Excerpts from point annotation data:
════════════════
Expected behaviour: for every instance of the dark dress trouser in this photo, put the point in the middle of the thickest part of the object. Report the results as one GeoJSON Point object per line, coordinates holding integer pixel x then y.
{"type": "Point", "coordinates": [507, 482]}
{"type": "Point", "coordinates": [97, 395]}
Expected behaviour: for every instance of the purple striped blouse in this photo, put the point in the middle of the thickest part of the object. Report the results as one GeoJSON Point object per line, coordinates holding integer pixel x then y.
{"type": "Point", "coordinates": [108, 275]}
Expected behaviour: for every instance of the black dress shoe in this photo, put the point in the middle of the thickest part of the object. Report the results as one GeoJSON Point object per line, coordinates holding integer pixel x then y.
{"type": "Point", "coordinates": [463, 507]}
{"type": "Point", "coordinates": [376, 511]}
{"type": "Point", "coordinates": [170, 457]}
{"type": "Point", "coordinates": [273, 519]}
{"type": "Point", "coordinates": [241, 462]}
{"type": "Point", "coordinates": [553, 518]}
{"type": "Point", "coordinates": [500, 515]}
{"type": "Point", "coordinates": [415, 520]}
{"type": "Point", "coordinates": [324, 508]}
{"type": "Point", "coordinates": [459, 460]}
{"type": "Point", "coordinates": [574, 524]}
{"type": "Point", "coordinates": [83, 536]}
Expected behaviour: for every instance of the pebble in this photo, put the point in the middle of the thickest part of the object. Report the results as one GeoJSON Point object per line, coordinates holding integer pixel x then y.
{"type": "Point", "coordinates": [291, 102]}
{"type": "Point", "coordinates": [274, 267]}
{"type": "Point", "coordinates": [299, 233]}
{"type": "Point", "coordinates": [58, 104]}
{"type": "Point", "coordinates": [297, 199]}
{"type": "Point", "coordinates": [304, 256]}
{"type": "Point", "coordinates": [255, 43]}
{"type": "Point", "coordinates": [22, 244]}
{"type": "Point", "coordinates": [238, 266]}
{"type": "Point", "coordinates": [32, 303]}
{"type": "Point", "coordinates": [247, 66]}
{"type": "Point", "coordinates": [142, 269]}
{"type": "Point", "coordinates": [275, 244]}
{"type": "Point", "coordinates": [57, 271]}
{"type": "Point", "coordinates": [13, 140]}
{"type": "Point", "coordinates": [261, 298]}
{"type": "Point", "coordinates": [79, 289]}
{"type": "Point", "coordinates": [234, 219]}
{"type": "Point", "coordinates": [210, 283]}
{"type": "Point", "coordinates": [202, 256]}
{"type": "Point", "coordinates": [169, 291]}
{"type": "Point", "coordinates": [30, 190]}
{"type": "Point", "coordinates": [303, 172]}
════════════════
Each entry above is to be set down again in exactly the same words.

- _RESPONSE_
Expected behaviour: for every instance of the dark dress trouser in this photo, put the point in the middle of the thickest part of the object. Report the results as one GeoJSON Point object per line, coordinates holding integer pixel x then y.
{"type": "Point", "coordinates": [507, 482]}
{"type": "Point", "coordinates": [97, 395]}
Expected behaviour: for every instance of the purple striped blouse in this photo, put the point in the middle of the thickest part of the object. Report the results as one GeoJSON Point object per line, coordinates holding integer pixel x then y.
{"type": "Point", "coordinates": [108, 275]}
Expected behaviour: for every instance of the black dress shoe in this photo, put the point in the middle of the thickest part of the object. Report the results as one GeoJSON Point object per line, coordinates holding integer pixel x then y.
{"type": "Point", "coordinates": [463, 507]}
{"type": "Point", "coordinates": [376, 511]}
{"type": "Point", "coordinates": [170, 457]}
{"type": "Point", "coordinates": [273, 519]}
{"type": "Point", "coordinates": [241, 462]}
{"type": "Point", "coordinates": [553, 518]}
{"type": "Point", "coordinates": [500, 515]}
{"type": "Point", "coordinates": [415, 520]}
{"type": "Point", "coordinates": [324, 508]}
{"type": "Point", "coordinates": [459, 460]}
{"type": "Point", "coordinates": [574, 524]}
{"type": "Point", "coordinates": [83, 536]}
Expected behaviour: for every instance of the pebble in this photo, put the point in the middle of the thickest part of the object. Report the results as one GeoJSON Point object per line, coordinates holding integer pixel x then y.
{"type": "Point", "coordinates": [291, 102]}
{"type": "Point", "coordinates": [274, 267]}
{"type": "Point", "coordinates": [299, 233]}
{"type": "Point", "coordinates": [58, 104]}
{"type": "Point", "coordinates": [297, 199]}
{"type": "Point", "coordinates": [304, 256]}
{"type": "Point", "coordinates": [255, 43]}
{"type": "Point", "coordinates": [22, 244]}
{"type": "Point", "coordinates": [238, 266]}
{"type": "Point", "coordinates": [32, 303]}
{"type": "Point", "coordinates": [247, 66]}
{"type": "Point", "coordinates": [142, 269]}
{"type": "Point", "coordinates": [275, 244]}
{"type": "Point", "coordinates": [57, 271]}
{"type": "Point", "coordinates": [13, 140]}
{"type": "Point", "coordinates": [261, 298]}
{"type": "Point", "coordinates": [79, 289]}
{"type": "Point", "coordinates": [234, 219]}
{"type": "Point", "coordinates": [210, 283]}
{"type": "Point", "coordinates": [202, 256]}
{"type": "Point", "coordinates": [169, 291]}
{"type": "Point", "coordinates": [30, 190]}
{"type": "Point", "coordinates": [303, 172]}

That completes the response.